Action item → Throughout the records below, find each line holding "mountain" and copy it.

Provided information →

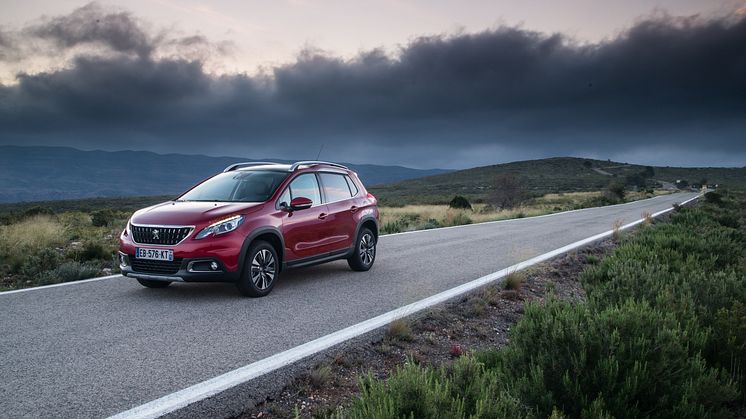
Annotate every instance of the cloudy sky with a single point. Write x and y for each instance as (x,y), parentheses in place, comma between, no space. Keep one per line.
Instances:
(449,84)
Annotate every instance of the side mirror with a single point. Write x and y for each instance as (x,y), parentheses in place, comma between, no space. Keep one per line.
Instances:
(300,203)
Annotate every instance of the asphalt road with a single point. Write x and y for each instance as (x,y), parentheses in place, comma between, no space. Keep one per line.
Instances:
(98,348)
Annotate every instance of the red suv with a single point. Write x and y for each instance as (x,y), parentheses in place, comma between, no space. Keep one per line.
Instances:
(250,222)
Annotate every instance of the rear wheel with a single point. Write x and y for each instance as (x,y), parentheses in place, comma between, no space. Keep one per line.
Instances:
(153,284)
(260,270)
(365,251)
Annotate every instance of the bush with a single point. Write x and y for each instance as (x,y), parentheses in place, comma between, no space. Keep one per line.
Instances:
(457,219)
(626,361)
(460,202)
(75,271)
(465,391)
(103,218)
(615,191)
(714,198)
(95,251)
(37,210)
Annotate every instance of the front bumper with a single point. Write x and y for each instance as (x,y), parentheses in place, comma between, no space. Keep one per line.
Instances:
(183,270)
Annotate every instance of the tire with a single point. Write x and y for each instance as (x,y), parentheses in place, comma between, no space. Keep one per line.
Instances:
(153,284)
(364,253)
(261,269)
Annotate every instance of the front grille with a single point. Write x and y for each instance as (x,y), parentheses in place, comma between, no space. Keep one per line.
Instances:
(155,266)
(159,235)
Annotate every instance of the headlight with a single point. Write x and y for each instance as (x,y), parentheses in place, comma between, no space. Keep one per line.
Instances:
(221,227)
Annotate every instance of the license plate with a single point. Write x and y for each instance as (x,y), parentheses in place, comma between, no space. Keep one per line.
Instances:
(154,254)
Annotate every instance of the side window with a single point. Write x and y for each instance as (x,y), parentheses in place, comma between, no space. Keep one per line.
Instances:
(306,186)
(353,187)
(335,187)
(285,197)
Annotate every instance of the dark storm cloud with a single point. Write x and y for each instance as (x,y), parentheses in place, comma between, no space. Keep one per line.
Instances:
(93,24)
(673,85)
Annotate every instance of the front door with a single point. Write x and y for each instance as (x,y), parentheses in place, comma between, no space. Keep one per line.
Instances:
(306,232)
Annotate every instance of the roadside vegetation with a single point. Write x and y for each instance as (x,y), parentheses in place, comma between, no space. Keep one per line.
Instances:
(60,241)
(397,219)
(41,247)
(662,333)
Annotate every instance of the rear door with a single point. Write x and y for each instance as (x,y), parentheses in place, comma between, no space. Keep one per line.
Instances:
(341,207)
(306,232)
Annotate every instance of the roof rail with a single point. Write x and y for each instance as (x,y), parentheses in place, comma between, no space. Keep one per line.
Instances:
(297,164)
(235,166)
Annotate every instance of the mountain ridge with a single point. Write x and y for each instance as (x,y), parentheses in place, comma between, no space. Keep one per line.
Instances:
(41,173)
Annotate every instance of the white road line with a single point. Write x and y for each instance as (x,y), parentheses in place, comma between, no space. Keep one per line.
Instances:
(62,284)
(213,386)
(101,278)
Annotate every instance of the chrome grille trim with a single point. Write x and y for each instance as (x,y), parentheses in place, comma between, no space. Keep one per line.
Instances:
(172,234)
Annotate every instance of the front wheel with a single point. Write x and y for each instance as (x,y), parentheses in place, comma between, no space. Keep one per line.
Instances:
(260,270)
(153,284)
(365,251)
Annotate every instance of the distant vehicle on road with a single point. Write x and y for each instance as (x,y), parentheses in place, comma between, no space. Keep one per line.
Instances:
(251,222)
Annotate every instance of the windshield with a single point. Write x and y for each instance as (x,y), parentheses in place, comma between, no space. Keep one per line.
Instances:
(239,186)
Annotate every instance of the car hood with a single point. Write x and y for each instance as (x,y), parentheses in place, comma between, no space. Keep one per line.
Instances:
(190,213)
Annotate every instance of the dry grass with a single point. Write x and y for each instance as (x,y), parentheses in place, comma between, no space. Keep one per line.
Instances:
(320,376)
(514,281)
(647,217)
(39,232)
(418,217)
(399,330)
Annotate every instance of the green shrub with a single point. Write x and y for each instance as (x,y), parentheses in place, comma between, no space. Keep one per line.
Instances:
(460,218)
(37,210)
(714,198)
(615,191)
(75,271)
(626,361)
(103,218)
(95,251)
(465,391)
(43,260)
(460,202)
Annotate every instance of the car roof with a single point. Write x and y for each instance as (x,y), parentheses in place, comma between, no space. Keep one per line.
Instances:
(305,164)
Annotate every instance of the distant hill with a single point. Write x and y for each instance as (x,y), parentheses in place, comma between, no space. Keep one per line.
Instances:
(52,173)
(559,174)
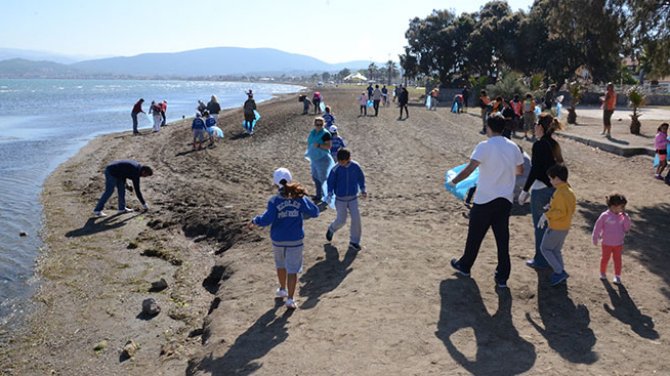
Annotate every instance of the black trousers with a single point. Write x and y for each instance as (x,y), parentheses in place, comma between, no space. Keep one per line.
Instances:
(493,214)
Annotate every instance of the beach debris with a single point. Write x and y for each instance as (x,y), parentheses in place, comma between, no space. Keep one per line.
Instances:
(129,349)
(100,346)
(159,285)
(150,307)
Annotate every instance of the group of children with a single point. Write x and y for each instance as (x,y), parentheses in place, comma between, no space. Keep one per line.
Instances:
(287,209)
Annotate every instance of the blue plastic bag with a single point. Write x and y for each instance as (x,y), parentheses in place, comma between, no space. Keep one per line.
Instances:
(461,189)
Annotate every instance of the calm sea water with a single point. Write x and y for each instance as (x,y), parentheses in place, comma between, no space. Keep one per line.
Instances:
(45,122)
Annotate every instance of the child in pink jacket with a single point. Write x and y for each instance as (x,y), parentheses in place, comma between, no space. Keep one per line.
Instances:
(611,227)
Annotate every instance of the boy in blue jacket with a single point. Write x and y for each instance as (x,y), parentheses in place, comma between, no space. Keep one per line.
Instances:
(345,181)
(284,215)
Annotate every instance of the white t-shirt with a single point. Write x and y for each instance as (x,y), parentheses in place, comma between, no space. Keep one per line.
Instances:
(498,158)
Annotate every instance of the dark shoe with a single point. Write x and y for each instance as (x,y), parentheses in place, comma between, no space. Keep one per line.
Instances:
(556,279)
(532,264)
(457,266)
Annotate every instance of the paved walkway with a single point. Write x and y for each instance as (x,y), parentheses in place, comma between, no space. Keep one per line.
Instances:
(622,142)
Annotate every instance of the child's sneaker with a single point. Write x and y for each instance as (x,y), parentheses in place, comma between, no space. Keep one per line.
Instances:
(290,304)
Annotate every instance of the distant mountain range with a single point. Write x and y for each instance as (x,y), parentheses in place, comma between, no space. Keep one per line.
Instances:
(216,61)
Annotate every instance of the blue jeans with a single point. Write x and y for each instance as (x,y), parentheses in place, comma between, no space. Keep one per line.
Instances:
(539,198)
(110,183)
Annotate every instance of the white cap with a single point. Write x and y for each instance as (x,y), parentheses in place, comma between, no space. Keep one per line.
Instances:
(280,174)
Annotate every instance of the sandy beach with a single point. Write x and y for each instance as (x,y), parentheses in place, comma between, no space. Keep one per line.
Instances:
(394,308)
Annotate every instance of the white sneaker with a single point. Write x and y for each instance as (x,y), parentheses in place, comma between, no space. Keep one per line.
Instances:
(290,304)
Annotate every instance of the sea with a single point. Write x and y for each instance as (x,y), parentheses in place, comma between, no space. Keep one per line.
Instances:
(43,122)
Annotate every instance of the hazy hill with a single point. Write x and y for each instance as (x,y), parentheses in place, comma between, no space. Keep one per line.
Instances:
(22,68)
(214,61)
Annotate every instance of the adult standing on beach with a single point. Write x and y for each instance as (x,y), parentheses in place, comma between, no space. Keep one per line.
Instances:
(213,107)
(376,99)
(163,112)
(499,161)
(318,152)
(116,174)
(137,108)
(249,115)
(609,104)
(403,99)
(546,153)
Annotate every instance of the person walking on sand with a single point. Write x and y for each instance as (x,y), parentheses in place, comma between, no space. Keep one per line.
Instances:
(609,104)
(546,153)
(155,110)
(376,99)
(318,152)
(499,161)
(199,129)
(214,107)
(116,174)
(661,146)
(363,103)
(249,114)
(345,181)
(558,220)
(163,113)
(137,109)
(284,215)
(403,99)
(611,227)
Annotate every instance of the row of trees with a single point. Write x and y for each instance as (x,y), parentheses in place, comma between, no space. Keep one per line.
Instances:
(556,37)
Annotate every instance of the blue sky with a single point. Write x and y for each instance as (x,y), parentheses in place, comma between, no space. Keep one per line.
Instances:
(330,30)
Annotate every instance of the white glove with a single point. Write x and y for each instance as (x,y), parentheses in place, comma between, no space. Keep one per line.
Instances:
(523,197)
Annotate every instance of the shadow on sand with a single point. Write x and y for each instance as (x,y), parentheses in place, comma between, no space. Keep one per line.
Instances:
(566,325)
(96,225)
(266,333)
(499,348)
(325,275)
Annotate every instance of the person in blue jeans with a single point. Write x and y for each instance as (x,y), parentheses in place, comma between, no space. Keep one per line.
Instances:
(546,153)
(116,174)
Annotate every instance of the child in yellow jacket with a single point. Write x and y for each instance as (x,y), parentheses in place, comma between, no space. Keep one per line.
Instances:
(559,216)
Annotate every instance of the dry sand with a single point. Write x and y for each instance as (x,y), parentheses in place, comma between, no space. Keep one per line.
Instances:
(394,308)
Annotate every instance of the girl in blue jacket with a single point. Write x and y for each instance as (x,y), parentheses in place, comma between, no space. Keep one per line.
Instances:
(284,215)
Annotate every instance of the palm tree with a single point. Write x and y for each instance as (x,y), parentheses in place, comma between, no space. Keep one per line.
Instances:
(636,99)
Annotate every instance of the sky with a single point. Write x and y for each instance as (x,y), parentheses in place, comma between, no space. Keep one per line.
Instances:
(333,31)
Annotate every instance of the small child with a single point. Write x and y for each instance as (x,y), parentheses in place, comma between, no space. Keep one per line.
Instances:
(199,131)
(363,102)
(284,215)
(661,145)
(336,142)
(559,216)
(345,181)
(611,227)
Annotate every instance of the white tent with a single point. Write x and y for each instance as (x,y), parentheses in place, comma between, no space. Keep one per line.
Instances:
(355,77)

Response to this task →
Annotate every instance of the mountain ridge with a single point. Write x and y for each instance as (x,y), parentheses in place, comma between, no space. Keep one per line.
Annotate every instance of the distant mountain range with a single point. Write x and y for each instance as (x,y), parentheses in place, comma between, no space. Keep one per line.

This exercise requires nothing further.